**TASKS FOR THIS EXERCISE**
**A.** List every person the article on hunger in Portland quotes directly.
**B.** Continue the article on hunger in Portland from the point where it stops.

Sunday, December 8, 2013
By John Richardson firstname.lastname@example.org
(Continued from page 1)
Donna Yellen, advocacy director, Preble Street: “We’ve seen the longer lines (of hungry people) and the decreasing food.”
Some Mainers, especially the elderly, are less likely to seek help, whether through federal food supplements or from soup kitchens, according to local agencies.
Wayside, a Portland-based nonprofit, is providing meals in five locations around the city, and will soon add a sixth, to reach seniors and families with children, said Susan Violet, its executive director. Wayside also has mobile food pantries to get food to seniors and disabled adults.
"We're filling gaps," she said. "We're finding lots of demand."
Families that receive federal food supplements often need more help.
"We've got kids, and food stamps don't last through the whole month," said Jason Fudge, who lives in Portland with his girlfriend and their two daughters, 6 and 4 years old.

[Items listed in a dataset]
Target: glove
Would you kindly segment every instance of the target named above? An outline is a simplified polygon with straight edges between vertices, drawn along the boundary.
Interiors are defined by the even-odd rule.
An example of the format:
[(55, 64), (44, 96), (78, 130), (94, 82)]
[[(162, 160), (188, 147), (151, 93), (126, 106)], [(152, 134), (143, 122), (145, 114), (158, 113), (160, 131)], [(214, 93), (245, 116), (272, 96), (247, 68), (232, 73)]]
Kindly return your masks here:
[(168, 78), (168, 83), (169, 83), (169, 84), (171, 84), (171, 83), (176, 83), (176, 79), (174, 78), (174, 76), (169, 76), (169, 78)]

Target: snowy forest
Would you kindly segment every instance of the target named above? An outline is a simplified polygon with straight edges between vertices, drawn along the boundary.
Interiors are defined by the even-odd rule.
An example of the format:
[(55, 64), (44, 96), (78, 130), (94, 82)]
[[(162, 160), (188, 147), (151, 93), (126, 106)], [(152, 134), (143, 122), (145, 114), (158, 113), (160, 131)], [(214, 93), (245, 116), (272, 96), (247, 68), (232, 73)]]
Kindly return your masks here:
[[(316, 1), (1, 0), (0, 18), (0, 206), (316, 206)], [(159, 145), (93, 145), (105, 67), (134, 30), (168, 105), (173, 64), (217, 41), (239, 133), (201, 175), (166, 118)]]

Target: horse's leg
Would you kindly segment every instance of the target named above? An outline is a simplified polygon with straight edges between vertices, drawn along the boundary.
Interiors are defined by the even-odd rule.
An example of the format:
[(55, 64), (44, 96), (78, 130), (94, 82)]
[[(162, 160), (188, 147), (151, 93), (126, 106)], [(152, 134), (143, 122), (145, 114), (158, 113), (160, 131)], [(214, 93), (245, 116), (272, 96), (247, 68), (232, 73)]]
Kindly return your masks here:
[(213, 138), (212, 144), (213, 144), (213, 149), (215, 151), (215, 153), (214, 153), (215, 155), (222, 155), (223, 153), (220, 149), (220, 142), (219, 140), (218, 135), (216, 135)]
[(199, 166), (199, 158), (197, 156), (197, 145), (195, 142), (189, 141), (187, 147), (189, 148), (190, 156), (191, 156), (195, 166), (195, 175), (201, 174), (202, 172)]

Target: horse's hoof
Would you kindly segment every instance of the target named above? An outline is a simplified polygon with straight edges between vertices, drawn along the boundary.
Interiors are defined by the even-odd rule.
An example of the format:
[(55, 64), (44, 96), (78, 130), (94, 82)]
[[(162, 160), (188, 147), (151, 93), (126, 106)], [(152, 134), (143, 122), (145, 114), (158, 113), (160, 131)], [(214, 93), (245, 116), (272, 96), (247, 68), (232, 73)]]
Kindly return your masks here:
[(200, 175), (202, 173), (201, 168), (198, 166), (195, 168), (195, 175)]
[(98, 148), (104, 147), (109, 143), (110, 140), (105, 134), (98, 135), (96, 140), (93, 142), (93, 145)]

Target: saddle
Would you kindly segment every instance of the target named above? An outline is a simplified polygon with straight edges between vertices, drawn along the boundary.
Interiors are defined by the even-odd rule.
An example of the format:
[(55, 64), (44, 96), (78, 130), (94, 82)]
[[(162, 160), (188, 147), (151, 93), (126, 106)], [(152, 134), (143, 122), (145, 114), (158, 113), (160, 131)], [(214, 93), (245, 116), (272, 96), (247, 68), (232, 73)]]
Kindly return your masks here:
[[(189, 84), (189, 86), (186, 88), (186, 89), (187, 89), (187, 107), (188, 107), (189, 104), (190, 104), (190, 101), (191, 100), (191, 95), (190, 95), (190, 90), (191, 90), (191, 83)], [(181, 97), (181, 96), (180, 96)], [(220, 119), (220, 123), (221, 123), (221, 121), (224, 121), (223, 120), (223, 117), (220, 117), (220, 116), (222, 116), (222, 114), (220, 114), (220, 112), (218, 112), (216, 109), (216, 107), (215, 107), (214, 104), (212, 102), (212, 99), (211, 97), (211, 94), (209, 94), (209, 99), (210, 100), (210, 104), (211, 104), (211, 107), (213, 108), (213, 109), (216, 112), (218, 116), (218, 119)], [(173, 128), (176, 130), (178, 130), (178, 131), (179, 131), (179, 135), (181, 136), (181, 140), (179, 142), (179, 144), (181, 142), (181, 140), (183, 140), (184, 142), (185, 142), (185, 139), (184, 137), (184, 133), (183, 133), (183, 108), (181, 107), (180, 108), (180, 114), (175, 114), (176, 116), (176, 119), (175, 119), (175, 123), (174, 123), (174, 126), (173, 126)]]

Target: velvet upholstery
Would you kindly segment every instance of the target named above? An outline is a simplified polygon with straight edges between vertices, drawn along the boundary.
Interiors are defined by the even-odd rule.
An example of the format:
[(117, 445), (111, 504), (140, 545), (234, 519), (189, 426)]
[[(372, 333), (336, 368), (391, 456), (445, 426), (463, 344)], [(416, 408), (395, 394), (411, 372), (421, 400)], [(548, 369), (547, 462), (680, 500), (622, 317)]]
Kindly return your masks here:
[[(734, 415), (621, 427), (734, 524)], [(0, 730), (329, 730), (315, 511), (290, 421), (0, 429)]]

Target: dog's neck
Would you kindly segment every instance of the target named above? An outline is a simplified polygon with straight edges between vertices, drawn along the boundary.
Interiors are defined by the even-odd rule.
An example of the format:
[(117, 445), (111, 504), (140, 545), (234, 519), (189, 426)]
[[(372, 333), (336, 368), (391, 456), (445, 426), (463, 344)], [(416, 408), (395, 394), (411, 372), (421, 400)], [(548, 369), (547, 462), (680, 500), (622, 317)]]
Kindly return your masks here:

**RESULTS FOR THE EXERCISE**
**A.** Donna Yellen, Susan Violet, Jason Fudge

**B.**
Fudge, who used to work as a truck driver, said he has been out of work with a back injury and recently had surgery.
The family receives $600 a month in food supplements, he said. Once that is spent, they turn to food pantries and soup kitchens to feed themselves and their girls.
"You just got to know all the different resources out there," Fudge said. "If you plan it right, you can make it" through the month.
"When I run out of milk, we mix the (dried) milk for the girls," said his girlfriend, Beth Brown. "I don't like it, but the kids don't mind it."
Living in downtown Portland makes it less difficult for his family than for some, Fudge said. "If you don't have a vehicle and you live in those rural areas, it's pretty hard on them."